Rows from a dataset:
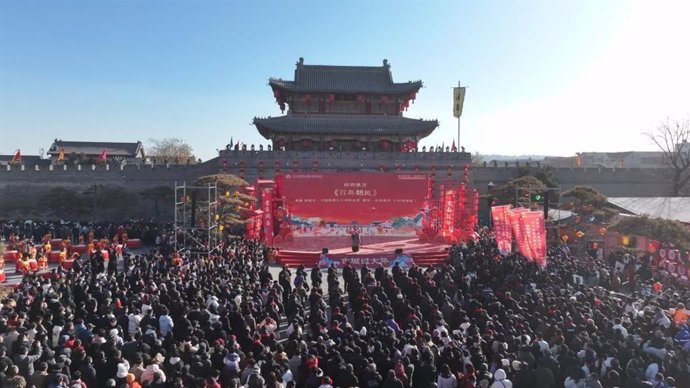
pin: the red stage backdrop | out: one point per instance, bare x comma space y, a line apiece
378, 203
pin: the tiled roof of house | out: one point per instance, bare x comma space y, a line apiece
345, 125
344, 79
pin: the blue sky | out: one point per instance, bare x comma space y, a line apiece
544, 77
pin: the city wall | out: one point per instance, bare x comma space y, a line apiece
23, 188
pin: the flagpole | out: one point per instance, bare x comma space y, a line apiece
459, 124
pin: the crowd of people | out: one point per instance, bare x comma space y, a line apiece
175, 319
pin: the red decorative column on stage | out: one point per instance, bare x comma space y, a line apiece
267, 207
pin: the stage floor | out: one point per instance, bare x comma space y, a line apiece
368, 245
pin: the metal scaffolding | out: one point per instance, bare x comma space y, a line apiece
196, 218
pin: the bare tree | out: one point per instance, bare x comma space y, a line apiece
171, 149
671, 136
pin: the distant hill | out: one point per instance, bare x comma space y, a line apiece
488, 158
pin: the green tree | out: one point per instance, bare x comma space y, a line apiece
507, 193
655, 228
588, 202
544, 174
172, 149
672, 138
234, 202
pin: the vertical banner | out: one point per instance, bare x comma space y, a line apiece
518, 233
502, 231
449, 213
267, 207
534, 234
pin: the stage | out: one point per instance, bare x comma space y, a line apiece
374, 250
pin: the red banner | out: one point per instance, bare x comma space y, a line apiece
267, 207
518, 233
372, 260
380, 203
502, 231
532, 225
449, 205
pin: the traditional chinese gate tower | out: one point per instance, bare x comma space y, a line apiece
344, 108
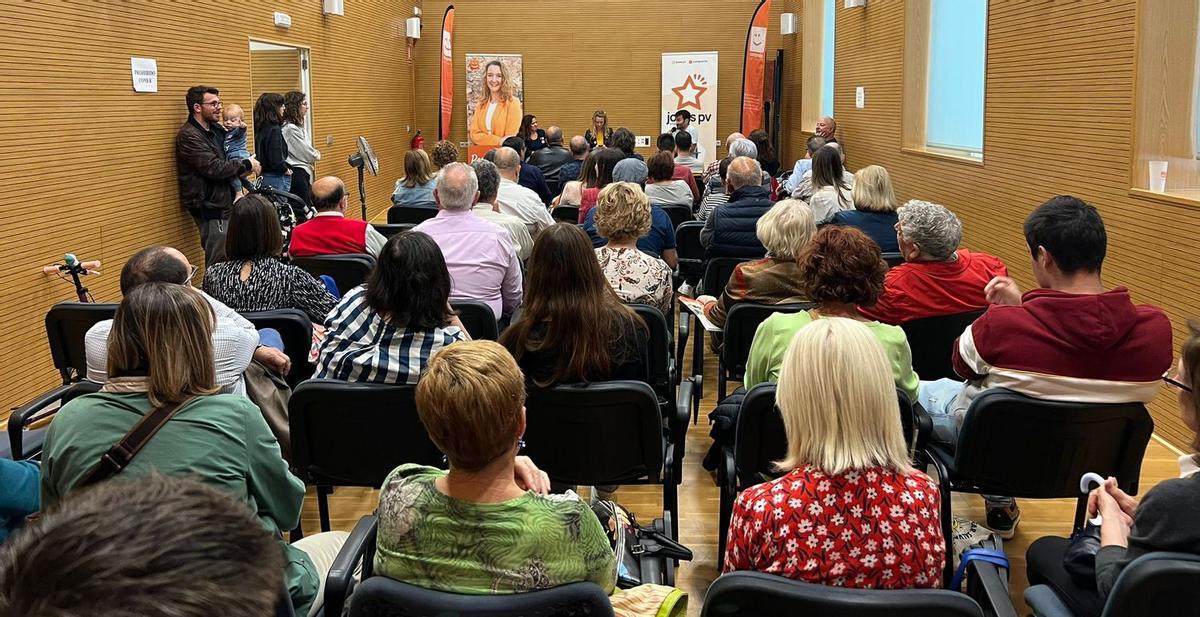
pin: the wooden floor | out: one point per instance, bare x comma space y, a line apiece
699, 508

** REQUIREMENT **
Reproduce the part of the rows that opens with the line containing "pin: the metal" and runs to the end of the rows, requests included, shifting every point coordinate in the answers up by 111. Leave the pictures out.

** EXERCISE RESULT **
pin: the metal scaffolding | out: one point per instance, bare x comma space y, a line apiece
307, 329
pin: the bare tree | out: one point per instance, bare x comma space y, a line apiece
282, 260
782, 247
pin: the distant hill | out: one point per instance, bare x comma space y, a line apiece
599, 269
pin: the green tree | out: one point per instance, bare x comma space y, a line apiece
618, 304
766, 339
699, 313
655, 285
283, 260
783, 249
345, 313
pin: the vertical banner | out: one point per instance, bare x comma space y, a line apiece
629, 344
613, 342
560, 324
378, 318
645, 345
pin: the stage | out: one point per instance, bare x comma space y, a line apiece
485, 361
pin: the red banner | out: one point per instance, bare x comma space y, a line apiece
378, 318
629, 344
483, 371
491, 314
613, 342
643, 336
560, 316
pin: the traditional chinese gate tower | out: one point per instance, bare x comma space y, a line apiece
455, 219
pin: the wooden floor | out: one point per instance, bare x comma space y, a line apiece
810, 619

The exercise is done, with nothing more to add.